» **Provided passage**:
____

Agent Groups in Uproar Over IATA Distribution Plan
by Michèle McDonaldIATA approved a proposal for a new airline distribution capability that travel agents fear will upend the current distribution model and bring an end to price transparency.
And while IATA has repeatedly called its New Distribution Capability (NDC) project a collaborative effort among all stakeholders in the distribution chain, travel agency groups say they have been left out in the cold.
In a speech at IATA’s World Passenger Symposium in Abu Dhabi, chief executive Tony Tyler said the association is taking a “partnership approach” to the project. It was an assertion that ASTA found stunning. “Nothing could be further from the truth,” ASTA said.
Infuriated & frustrated
Nina Meyer, ASTA chief executive officer, said in a statement that “ASTA sees nothing in the IATA process to create NDC that resembles full and open transparent collaboration with the travel agency community.”
The Association of Canadian Travel Agencies (ACTA) declared itself “infuriated” and “frustrated” by IATA’s claim that its approach is collaborative.
“It has been ‘transparent’ to ACTA that Mr. Tyler and his team have not been forthcoming and have no intention to open up as it relates to the development of the New Distribution Capability,” ACTA president David McCaig said.

____

» **Listing**:
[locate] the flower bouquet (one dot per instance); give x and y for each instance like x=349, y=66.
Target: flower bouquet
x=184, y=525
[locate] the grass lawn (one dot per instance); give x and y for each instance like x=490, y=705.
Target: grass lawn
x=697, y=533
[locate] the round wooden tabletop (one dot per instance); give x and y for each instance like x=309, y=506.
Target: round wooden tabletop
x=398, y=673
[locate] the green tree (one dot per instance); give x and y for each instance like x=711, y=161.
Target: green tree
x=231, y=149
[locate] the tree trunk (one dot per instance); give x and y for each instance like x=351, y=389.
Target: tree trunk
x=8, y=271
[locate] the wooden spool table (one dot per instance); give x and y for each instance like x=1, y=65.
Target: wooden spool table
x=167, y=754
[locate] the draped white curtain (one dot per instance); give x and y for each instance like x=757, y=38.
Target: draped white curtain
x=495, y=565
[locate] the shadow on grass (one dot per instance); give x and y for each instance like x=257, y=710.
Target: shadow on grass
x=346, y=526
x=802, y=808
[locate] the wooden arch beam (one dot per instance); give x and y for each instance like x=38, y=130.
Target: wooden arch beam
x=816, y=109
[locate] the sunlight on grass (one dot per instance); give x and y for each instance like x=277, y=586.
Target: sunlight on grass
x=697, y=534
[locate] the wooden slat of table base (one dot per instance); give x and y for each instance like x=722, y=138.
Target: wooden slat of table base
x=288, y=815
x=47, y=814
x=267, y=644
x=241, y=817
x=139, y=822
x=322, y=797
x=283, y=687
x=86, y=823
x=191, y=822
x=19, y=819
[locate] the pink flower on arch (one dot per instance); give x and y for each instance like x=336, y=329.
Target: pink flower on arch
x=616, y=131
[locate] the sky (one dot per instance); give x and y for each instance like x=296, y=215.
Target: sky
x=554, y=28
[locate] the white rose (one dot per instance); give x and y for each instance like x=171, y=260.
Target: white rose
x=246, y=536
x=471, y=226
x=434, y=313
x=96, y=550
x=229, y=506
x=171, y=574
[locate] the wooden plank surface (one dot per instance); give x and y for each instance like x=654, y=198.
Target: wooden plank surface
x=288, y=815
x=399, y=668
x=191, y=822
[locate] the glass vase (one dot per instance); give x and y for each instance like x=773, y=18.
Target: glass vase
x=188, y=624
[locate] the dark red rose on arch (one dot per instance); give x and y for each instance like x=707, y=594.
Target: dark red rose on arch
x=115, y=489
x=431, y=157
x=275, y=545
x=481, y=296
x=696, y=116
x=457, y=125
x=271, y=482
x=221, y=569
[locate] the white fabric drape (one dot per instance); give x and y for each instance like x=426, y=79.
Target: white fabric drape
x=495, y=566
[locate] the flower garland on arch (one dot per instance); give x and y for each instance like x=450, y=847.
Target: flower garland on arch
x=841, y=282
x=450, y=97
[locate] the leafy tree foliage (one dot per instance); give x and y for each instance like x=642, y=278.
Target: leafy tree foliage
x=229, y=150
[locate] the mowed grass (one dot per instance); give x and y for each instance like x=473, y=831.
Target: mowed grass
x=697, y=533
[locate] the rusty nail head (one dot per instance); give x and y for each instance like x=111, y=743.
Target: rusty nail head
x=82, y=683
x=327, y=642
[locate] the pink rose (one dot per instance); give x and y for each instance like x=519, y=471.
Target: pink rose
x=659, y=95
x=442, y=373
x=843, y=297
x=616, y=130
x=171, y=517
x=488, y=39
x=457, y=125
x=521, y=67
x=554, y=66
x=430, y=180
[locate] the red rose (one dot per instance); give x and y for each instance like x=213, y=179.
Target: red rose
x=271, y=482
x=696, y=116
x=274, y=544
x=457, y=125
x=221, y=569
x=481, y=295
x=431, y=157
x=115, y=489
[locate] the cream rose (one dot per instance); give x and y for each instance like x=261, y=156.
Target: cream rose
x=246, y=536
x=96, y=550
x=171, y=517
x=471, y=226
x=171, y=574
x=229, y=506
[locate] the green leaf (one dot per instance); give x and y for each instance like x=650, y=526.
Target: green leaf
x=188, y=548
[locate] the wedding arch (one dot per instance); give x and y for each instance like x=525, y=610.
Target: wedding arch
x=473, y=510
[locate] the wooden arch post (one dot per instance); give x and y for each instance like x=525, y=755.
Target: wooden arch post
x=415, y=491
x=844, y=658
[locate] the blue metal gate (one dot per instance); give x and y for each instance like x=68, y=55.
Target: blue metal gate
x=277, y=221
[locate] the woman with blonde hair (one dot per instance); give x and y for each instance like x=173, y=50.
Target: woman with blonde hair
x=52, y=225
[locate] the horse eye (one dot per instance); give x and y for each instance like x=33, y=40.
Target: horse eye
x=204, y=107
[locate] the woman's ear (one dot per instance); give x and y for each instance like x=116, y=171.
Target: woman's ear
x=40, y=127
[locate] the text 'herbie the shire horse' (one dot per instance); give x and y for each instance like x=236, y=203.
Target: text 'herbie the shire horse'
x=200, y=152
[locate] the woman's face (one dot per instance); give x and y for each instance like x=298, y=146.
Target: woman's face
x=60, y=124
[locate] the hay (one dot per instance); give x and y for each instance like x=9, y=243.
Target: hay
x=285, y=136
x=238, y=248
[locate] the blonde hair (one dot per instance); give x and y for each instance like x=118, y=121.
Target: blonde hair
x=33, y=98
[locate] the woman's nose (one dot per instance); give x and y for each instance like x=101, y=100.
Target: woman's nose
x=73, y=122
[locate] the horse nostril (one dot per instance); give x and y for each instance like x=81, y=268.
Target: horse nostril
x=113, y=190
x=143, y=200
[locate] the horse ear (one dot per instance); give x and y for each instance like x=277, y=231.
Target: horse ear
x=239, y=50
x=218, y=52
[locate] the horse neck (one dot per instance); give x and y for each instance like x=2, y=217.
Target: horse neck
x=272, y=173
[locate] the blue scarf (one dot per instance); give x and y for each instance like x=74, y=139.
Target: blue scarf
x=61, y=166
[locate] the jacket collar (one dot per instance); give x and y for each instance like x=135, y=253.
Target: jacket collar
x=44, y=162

____

» **Brief**:
Copy the article on IATA's distribution plan word for word, from "In a speech" up to and including "David McCaig said.".

» **Worked answer**:
In a speech at IATA’s World Passenger Symposium in Abu Dhabi, chief executive Tony Tyler said the association is taking a “partnership approach” to the project. It was an assertion that ASTA found stunning. “Nothing could be further from the truth,” ASTA said.
Infuriated & frustrated
Nina Meyer, ASTA chief executive officer, said in a statement that “ASTA sees nothing in the IATA process to create NDC that resembles full and open transparent collaboration with the travel agency community.”
The Association of Canadian Travel Agencies (ACTA) declared itself “infuriated” and “frustrated” by IATA’s claim that its approach is collaborative.
“It has been ‘transparent’ to ACTA that Mr. Tyler and his team have not been forthcoming and have no intention to open up as it relates to the development of the New Distribution Capability,” ACTA president David McCaig said.